▶ _Instruction_: In the passage about films and novels, copy out the part starting with "The film also" and going on through "events and revelations?", substituting "mood" for "atmosphere".

▶ _Passage_:
☆ ☆ ☆ ☆

What is the rational consumer’s response when they make a good film of a good novel? Do you need to consume both?

If the film and the novel are complements, that raises a second question: in what order? There are advantages and disadvantages in reading the novel first. On the one hand, the great thing about a book is that it leaves so much of the work to your imagination; on the other, much of the impact of a film, on the first viewing, comes from its surprises.

But if the film and the novel are merely substitutes, one is enough. They’re just the same story packaged differently. If you watched the film of, say, Agatha Christie’s Death on the Nile, you wouldn’t bother reading the novel afterwards. In a few cases it might be the other way around — where the film ‘faithfully’ reproduces the novel, but doesn’t add much value, or transform the story into a different kind of experience, in moving pictures.

The film of The Reader was in this category for me. It didn’t add much value. The story and characters had already achieved their emotional impact through the novel.

The love story aspect was adapted particulalry well; I guess that for someone enjoying it for the first time, it would have delivered the same punch as the novel. The chapter where Michael starts reading whole volumes onto cassette tapes and posting them to Hanna, moved me to tears in both book and film. But it was essentially a ‘faithful’ translation to the screen. It wasn’t surprising that David, who hadn’t read the novel, was enthralled by the film, while Margaret was mosty just relieved.

The film also did a good job in recreating the atmosphere of the period, in a way that only cinema can do. But there have been plenty of films about World War II, including several recent ones using the latest high tech techniques of illusion; The Reader doesn’t especially stand out in the regard.

The main interest came in discovering how, and how much, the film would depart from the book in terms of its more abstract themes.

The book raises two main philosophical issues, in both cases very explicitly. The first one concerns memory and emotion — can we and should we allow fond recollections and definitive experiences to be spoiled by later events and revelations?

☆ ☆ ☆ ☆

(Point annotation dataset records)

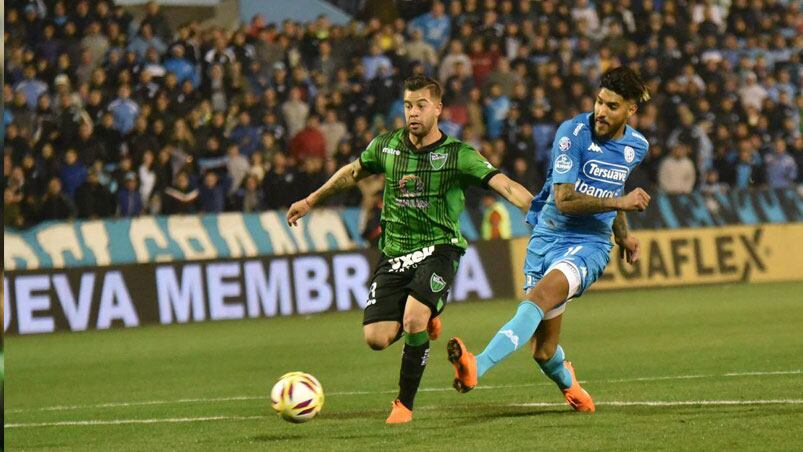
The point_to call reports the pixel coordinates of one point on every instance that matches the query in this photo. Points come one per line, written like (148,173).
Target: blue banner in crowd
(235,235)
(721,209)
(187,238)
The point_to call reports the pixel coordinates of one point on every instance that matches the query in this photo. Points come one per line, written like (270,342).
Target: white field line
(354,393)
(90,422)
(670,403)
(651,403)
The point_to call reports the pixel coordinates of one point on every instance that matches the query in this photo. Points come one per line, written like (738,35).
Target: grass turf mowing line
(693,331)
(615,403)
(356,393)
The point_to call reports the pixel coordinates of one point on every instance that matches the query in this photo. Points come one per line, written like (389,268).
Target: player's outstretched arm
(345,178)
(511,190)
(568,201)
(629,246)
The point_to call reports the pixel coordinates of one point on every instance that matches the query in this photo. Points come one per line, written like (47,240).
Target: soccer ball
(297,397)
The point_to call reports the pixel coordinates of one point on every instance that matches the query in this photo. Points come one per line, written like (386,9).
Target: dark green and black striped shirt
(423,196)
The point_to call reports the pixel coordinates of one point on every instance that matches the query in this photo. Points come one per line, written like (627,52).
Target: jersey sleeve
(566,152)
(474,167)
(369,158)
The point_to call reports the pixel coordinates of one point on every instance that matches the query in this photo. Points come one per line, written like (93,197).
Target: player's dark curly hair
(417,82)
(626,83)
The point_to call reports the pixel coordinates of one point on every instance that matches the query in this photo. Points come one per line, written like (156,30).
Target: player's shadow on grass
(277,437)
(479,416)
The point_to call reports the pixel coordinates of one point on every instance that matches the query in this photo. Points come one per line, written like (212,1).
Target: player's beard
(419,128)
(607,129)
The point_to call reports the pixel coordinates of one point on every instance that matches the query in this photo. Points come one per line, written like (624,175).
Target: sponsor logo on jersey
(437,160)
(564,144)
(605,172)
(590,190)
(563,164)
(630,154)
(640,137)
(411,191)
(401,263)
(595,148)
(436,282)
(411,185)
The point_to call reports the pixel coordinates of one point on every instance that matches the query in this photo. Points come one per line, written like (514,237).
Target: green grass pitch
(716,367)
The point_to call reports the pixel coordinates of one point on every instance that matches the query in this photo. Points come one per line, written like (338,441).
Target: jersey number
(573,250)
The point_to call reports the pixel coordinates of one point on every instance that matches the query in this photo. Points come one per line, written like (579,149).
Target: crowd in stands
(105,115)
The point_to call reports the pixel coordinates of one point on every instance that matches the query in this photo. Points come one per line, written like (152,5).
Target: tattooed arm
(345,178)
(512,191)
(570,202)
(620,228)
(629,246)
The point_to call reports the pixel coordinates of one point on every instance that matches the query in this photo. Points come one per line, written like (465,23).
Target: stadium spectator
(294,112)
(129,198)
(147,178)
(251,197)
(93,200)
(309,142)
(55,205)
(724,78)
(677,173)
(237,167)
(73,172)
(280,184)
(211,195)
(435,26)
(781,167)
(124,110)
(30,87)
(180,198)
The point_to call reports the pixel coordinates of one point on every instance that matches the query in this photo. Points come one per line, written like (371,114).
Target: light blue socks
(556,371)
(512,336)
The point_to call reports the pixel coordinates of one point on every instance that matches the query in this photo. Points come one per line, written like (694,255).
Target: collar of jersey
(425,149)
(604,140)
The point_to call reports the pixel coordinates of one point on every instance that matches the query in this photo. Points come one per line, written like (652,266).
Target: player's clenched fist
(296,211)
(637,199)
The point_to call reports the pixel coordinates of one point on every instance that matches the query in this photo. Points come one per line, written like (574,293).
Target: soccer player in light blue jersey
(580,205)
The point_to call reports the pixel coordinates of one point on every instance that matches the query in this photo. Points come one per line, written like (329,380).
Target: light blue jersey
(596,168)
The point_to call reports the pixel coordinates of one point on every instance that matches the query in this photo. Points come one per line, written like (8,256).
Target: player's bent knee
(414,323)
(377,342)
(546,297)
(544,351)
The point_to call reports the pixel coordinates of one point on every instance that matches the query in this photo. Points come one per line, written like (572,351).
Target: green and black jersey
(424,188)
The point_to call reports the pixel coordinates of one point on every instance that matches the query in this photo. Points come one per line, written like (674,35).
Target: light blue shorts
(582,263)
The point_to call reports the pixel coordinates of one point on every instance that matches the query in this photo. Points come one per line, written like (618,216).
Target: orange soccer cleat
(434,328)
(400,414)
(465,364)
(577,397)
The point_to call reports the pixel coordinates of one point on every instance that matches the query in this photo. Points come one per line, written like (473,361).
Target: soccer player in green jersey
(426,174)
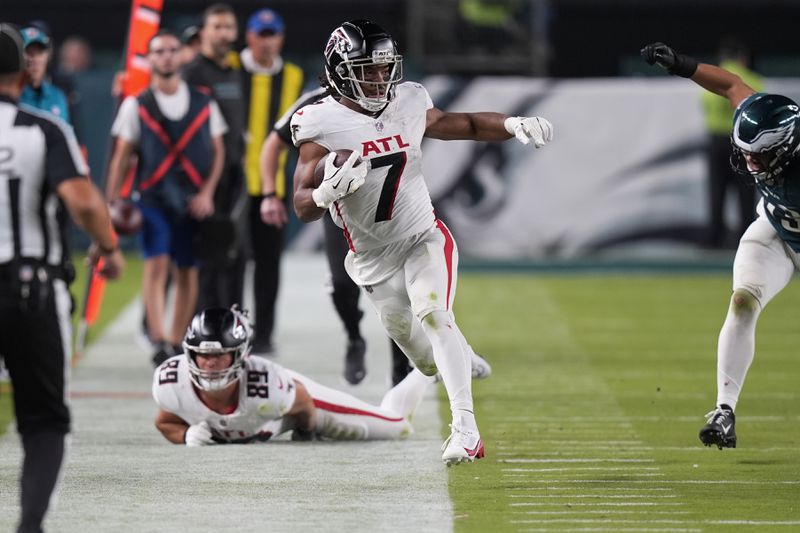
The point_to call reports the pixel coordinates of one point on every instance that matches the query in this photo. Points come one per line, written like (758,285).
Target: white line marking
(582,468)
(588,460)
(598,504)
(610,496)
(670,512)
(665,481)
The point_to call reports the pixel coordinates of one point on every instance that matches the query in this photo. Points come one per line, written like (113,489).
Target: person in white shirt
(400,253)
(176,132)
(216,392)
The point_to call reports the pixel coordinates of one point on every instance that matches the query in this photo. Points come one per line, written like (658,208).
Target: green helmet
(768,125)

☆ ☆ ☆ ☆

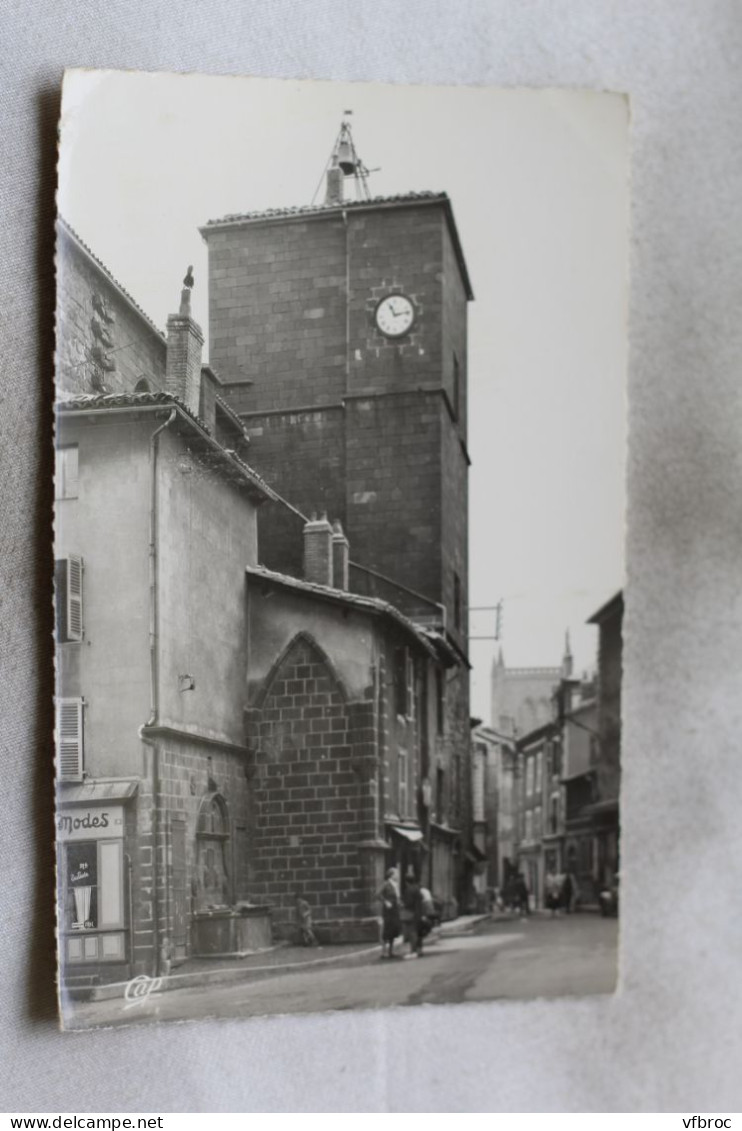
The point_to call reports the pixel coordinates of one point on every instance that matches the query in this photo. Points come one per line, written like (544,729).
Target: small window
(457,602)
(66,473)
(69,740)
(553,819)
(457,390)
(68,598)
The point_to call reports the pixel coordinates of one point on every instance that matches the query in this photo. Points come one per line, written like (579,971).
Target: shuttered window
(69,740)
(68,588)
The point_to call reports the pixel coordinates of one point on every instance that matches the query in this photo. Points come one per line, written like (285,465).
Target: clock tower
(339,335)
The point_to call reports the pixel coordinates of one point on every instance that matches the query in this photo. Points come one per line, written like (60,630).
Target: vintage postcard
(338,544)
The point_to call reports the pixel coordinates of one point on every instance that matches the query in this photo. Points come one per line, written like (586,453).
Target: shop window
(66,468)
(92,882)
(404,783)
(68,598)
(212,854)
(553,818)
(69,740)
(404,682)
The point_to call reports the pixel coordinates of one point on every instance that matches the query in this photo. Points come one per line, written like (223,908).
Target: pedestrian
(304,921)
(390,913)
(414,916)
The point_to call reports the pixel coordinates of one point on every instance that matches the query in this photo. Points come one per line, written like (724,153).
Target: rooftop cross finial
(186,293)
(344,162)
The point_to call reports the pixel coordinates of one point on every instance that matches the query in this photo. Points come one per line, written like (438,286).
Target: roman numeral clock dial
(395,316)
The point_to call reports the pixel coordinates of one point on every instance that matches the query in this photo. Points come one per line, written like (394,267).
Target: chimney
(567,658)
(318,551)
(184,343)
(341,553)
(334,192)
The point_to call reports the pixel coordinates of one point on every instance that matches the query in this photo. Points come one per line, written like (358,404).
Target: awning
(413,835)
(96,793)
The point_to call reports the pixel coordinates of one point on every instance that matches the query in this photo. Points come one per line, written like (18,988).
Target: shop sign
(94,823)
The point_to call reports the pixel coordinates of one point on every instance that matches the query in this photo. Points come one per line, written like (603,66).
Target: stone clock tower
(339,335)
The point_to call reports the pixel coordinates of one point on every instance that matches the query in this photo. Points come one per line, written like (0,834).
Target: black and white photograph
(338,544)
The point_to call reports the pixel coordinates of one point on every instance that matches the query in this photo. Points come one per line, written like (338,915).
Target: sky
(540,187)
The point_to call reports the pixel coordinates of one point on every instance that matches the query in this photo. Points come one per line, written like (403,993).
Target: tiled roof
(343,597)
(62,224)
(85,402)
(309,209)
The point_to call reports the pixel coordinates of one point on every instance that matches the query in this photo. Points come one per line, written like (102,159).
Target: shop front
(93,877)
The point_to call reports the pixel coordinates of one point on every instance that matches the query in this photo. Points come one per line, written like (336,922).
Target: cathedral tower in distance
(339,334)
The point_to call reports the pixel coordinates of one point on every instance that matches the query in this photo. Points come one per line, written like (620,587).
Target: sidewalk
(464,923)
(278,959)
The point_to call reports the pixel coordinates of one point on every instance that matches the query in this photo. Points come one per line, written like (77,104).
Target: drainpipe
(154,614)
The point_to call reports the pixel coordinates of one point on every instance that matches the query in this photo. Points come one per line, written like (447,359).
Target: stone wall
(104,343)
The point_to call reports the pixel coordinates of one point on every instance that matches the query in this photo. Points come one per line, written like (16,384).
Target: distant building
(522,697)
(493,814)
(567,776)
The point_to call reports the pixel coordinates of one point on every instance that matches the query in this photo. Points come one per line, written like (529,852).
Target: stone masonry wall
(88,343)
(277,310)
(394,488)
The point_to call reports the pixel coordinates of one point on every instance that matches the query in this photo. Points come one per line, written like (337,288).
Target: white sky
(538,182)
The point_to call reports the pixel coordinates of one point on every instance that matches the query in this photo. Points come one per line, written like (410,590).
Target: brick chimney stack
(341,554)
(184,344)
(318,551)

☆ ☆ ☆ ☆

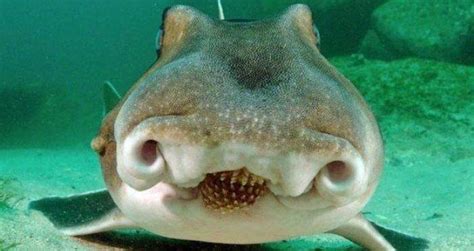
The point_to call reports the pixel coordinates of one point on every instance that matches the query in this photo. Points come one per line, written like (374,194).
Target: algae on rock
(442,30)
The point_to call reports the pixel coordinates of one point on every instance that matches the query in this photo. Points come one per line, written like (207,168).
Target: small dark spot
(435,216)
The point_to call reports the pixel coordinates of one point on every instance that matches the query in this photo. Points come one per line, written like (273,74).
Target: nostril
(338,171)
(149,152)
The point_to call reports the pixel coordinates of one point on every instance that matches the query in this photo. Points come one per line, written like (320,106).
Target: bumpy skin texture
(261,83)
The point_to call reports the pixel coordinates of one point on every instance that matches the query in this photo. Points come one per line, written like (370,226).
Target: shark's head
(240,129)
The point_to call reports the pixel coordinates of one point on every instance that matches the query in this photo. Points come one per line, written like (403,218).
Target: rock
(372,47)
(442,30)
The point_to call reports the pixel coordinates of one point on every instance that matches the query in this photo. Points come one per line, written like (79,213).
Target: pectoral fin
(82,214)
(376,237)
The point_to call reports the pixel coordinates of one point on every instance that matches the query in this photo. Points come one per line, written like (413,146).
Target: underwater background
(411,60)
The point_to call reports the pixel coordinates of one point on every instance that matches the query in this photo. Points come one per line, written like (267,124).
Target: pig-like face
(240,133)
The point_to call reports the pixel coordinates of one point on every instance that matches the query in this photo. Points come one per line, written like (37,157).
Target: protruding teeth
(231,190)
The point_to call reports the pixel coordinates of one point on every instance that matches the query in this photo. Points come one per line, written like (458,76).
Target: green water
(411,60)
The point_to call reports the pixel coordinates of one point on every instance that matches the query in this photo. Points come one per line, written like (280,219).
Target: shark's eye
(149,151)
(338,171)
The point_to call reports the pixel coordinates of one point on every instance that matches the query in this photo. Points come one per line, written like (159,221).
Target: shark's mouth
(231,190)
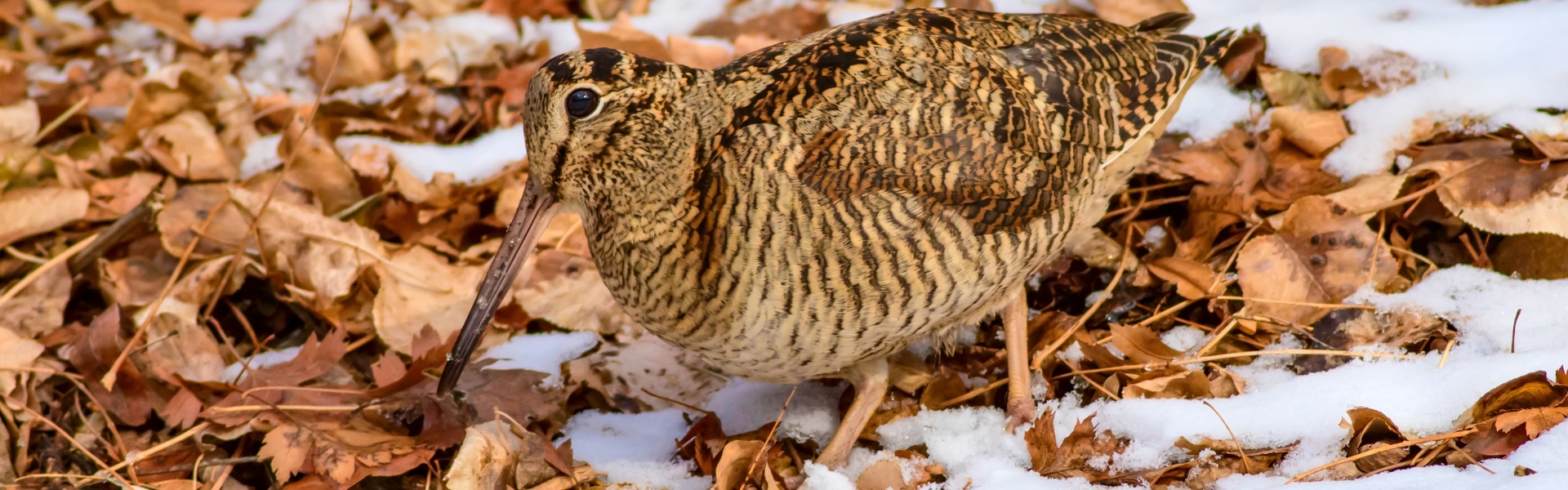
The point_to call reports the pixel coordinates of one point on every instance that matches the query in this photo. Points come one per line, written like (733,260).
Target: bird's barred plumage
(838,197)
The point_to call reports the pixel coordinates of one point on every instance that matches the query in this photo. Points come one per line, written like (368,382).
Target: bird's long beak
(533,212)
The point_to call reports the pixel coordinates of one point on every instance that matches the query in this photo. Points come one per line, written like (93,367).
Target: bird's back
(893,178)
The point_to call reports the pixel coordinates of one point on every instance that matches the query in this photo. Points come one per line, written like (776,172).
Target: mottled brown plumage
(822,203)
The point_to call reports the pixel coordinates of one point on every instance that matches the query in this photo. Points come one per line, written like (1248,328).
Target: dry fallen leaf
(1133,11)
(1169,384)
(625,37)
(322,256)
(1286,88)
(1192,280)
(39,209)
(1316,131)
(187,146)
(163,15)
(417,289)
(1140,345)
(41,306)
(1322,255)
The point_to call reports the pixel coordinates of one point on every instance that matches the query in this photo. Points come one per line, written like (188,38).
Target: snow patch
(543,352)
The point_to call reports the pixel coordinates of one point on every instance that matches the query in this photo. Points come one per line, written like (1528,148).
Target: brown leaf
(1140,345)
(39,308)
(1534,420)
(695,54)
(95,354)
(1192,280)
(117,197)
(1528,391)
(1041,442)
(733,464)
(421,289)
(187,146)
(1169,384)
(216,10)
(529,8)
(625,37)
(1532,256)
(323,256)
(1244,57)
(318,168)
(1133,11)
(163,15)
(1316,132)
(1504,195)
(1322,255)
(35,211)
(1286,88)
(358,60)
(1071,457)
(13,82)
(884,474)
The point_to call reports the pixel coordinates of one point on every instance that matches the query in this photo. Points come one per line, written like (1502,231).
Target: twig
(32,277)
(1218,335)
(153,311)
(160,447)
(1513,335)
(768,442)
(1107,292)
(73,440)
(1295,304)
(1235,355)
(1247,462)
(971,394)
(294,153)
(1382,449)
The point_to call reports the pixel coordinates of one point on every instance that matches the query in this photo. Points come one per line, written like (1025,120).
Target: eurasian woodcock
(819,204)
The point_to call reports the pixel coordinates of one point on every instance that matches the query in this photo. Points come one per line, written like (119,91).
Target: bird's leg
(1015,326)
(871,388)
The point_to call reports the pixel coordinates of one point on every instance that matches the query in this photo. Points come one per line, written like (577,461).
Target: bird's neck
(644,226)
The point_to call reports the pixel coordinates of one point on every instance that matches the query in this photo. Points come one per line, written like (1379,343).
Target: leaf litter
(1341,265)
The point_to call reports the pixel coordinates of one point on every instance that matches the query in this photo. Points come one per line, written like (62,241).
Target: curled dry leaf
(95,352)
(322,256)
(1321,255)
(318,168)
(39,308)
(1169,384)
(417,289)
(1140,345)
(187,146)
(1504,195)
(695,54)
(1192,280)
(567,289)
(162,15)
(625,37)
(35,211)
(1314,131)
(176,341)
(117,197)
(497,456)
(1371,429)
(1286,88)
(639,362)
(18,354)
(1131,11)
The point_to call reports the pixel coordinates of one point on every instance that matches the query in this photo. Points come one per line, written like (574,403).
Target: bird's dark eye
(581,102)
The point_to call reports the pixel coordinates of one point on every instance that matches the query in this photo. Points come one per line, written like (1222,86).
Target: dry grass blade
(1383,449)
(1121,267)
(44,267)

☆ ☆ ☆ ☆

▶ _Reply to the exercise_:
The film also did a good job in recreating the mood of the period, in a way that only cinema can do. But there have been plenty of films about World War II, including several recent ones using the latest high tech techniques of illusion; The Reader doesn’t especially stand out in the regard.

The main interest came in discovering how, and how much, the film would depart from the book in terms of its more abstract themes.

The book raises two main philosophical issues, in both cases very explicitly. The first one concerns memory and emotion — can we and should we allow fond recollections and definitive experiences to be spoiled by later events and revelations?